## [CONSEGNA A]
Riassumi il brano in due frasi.
## [CONSEGNA B]
Nel brano, riscrivi il passo da "Lo studio del" fino a "nel suo complesso." compreso, sostituendo "lucidità" con "chiarezza".

##### TESTO DI PARTENZA #####

Lo studio del Sanscrito e della filosofia Indiana è stato da sempre la mia aspirazione. Fin dall’inizio ho cercato di dare la stessa importanza sia alla comprensione intellettuale che all’esperienza come risultato della pratica.
Da quando come dottorando della Iowa University ho “scoperto” Abhinavagupta, ho sentito l’urgenza di capire, comprendere e interiorizzare i suoi insegnamenti. Ero attratto dalla lucidità e raffinatezza del suo pensiero. La sua chiara esposizione nel puntualizzare con poche parole tutta la profondità dell’esperienza spirituale è tuttora insuperata. Le sue parole mi indussero a tentare di conoscerlo a livello del nucleo più profondo del mio essere. Tuttavia, fin dall’inizio mi sono scontrato con le difficoltà insite nello studio di Abhinavagupta e della filosofia dello Śivaismo del Kashmir nel suo complesso.

##### RECORD #####

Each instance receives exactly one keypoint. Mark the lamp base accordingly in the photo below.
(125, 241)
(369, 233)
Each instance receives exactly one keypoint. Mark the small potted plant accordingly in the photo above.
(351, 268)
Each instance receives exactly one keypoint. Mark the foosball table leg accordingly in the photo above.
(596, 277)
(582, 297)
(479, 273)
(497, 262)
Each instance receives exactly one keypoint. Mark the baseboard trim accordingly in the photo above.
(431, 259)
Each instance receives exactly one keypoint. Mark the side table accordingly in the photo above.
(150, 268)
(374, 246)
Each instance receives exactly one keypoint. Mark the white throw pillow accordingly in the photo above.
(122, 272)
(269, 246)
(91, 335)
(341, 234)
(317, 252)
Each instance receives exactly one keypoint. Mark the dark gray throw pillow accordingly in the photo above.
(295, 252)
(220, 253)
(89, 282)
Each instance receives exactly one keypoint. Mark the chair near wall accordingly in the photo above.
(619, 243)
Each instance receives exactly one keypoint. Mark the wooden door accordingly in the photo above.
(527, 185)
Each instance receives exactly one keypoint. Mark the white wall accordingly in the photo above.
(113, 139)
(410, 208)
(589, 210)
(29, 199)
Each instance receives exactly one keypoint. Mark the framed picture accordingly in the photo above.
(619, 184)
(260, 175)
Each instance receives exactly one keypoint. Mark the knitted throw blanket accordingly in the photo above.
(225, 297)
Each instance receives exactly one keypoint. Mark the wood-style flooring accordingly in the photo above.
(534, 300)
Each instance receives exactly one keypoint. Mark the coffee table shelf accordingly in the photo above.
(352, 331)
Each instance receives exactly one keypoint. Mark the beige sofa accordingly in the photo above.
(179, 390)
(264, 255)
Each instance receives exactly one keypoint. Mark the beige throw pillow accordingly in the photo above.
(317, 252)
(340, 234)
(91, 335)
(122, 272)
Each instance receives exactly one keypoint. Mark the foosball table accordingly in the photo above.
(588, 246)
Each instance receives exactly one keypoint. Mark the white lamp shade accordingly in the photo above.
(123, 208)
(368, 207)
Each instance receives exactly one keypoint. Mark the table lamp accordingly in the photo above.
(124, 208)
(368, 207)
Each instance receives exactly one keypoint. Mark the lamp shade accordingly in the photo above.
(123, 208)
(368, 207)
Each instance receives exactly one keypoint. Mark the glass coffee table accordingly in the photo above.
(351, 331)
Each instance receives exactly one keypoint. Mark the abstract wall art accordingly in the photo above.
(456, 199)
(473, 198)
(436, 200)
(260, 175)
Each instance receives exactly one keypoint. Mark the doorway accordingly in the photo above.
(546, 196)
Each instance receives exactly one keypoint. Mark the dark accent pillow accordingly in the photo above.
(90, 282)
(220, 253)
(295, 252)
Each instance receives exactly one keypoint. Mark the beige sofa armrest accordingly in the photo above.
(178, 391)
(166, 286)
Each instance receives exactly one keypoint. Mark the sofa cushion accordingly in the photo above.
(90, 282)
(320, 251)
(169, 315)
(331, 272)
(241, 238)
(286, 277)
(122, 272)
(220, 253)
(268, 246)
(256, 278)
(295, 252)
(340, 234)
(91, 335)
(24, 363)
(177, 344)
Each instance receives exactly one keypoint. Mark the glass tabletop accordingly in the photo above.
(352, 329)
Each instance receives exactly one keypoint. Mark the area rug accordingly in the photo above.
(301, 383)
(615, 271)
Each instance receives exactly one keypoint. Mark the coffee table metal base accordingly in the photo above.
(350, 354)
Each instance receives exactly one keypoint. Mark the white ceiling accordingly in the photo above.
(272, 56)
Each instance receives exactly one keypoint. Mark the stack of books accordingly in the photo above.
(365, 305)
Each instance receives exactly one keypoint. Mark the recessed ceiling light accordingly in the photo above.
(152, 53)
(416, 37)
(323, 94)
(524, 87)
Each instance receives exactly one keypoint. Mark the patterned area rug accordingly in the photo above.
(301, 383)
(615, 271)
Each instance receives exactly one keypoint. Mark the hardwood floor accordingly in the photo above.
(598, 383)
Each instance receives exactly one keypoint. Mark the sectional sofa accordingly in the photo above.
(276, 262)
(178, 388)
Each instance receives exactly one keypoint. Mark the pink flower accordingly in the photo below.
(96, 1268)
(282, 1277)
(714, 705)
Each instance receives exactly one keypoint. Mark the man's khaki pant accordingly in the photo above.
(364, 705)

#####

## [RISPOSTA CORRETTA A]
Chi scrive ha sempre aspirato a studiare il Sanscrito e la filosofia Indiana, dando fin dall'inizio la stessa importanza alla comprensione intellettuale e all'esperienza frutto della pratica. Da dottorando della Iowa University ha scoperto Abhinavagupta, attratto dalla lucidità e raffinatezza del suo pensiero, ma si è subito scontrato con le difficoltà di studiarlo insieme alla filosofia dello Śivaismo del Kashmir.

## [RISPOSTA CORRETTA B]
Lo studio del Sanscrito e della filosofia Indiana è stato da sempre la mia aspirazione. Fin dall’inizio ho cercato di dare la stessa importanza sia alla comprensione intellettuale che all’esperienza come risultato della pratica.
Da quando come dottorando della Iowa University ho “scoperto” Abhinavagupta, ho sentito l’urgenza di capire, comprendere e interiorizzare i suoi insegnamenti. Ero attratto dalla chiarezza e raffinatezza del suo pensiero. La sua chiara esposizione nel puntualizzare con poche parole tutta la profondità dell’esperienza spirituale è tuttora insuperata. Le sue parole mi indussero a tentare di conoscerlo a livello del nucleo più profondo del mio essere. Tuttavia, fin dall’inizio mi sono scontrato con le difficoltà insite nello studio di Abhinavagupta e della filosofia dello Śivaismo del Kashmir nel suo complesso.